SHORT PROBLEM 1:
In the thread below, list the usernames of everyone who posted on Jun 8, 2018.

PASSAGE GIVEN:
* Start *

# Thoughts on How to Train Your Dragon 3



## Faunic (Jun 7, 2018)

If you haven’t already seen, the official trailer for the new HTTYD film is out - any opinions?

Toothless is definitely gonna have fun


----------



## Rant (Jun 7, 2018)

Oh god no, the porn! Not the porn!!!!


----------



## Deleted member 82554 (Jun 7, 2018)

In a word: excited.



Spoiler






Rant said:


> Oh god no, the porn! Not the porn!!!!


Nothing is sacred from horny nerds, nothing.


----------



## Faunic (Jun 7, 2018)

Rant said:


> Oh god no, the porn! Not the porn!!!!


I think the porn situation was bad before this film :V


----------



## Lunaris (Jun 8, 2018)

I need this film to be out, like right now :>


----------



## Leo Whitepaw (Jun 8, 2018)

Faunic said:


> I think the porn situation was bad before this film :V


I have had the misfortune to happen upon it once upon a time. I hope never to see it again :c


----------



## dustyfret (Jun 8, 2018)

Looks great. Loved the first two films - this one looks really good too.


----------



## Stratelier (Jun 8, 2018)

Somehow I'd already guessed that Toothless's girlfriend would be termed a "light fury".

The shots of Toothless trying to impress the girl (taking cues from Hiccup) stood out as a little ridiculous, but that's probably just by seeing them out of context.

There's also a new villain hunting not necessarily dragons in general, but Night Furies specifically, while the protagonists are trying to protect more dragons.  Reprising HTTYD2 just a little are we?  Well, quality is all in the details, and this one promises to be a conclusion to the HTTYD saga.


----------



## Starbeak (Jun 9, 2018)

If they 



Spoiler: Plot-point from HTTYD2



Revive Hiccup's father then I will feel betrayed yet happy at the same time, because as sad as that was, it was vital for the film, in my opinion


 . The second one was so good it became one of my favorites from Dreamworks Animation. I liked the first one and if I were to rate them: HTTYD one would be an 8, and the second would be a solid 10.

I have seen some of the spin-off series of the films but not enough to give them all a rating lol

The third one seems to have a bunch of shipping in the trailer, let's just see how it plays out


----------



## Ginza (Jun 9, 2018)

I’m indifferent. HTTYD never interested me all that much. My sibling on the other hand, is a HUGE scalie and is raving over this, so I’ll share her thoughts on the matter


“I think that it’s ruining the franchise. Part of what made Toothless so cute and unique, was that he was the last of his kind. Obviously he’s going to reproduce with her, and there will be more night furies- taking away that fun aspect. I’m still excited though!”


----------



## Infrarednexus (Jun 9, 2018)

I love Hiccups armor design. He wen't from a scrawny person you felt bad for to a full on hero with a badass look.


----------



## Simo (Jun 9, 2018)

I hope it includes spanking. It is not possible to really train a dragon, otherwise.


----------



## AppleButt (Jun 9, 2018)

I’ll definitely give it a watch, though I haven’t really been into any of them.

But once I watch a movie with sequels, I got to watch them all.  No questions asked.  I just gotta.


----------



## Infrarednexus (Jun 9, 2018)

Simo said:


> I hope it includes spanking. It is not possible to really train a dragon, otherwise.


I second this notion!


----------

* End *

Dataset rows:
* Start *

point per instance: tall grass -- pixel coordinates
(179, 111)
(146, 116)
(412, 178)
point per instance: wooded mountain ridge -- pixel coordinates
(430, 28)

* End *

SHORT PROBLEM 2:
Copy out the lines of the listing from the line containing "point per instance: wooded" to the end of the listing, both included.

RIGHT ANSWER 1:
Lunaris
Leo Whitepaw
dustyfret
Stratelier

RIGHT ANSWER 2:
point per instance: wooded mountain ridge -- pixel coordinates
(430, 28)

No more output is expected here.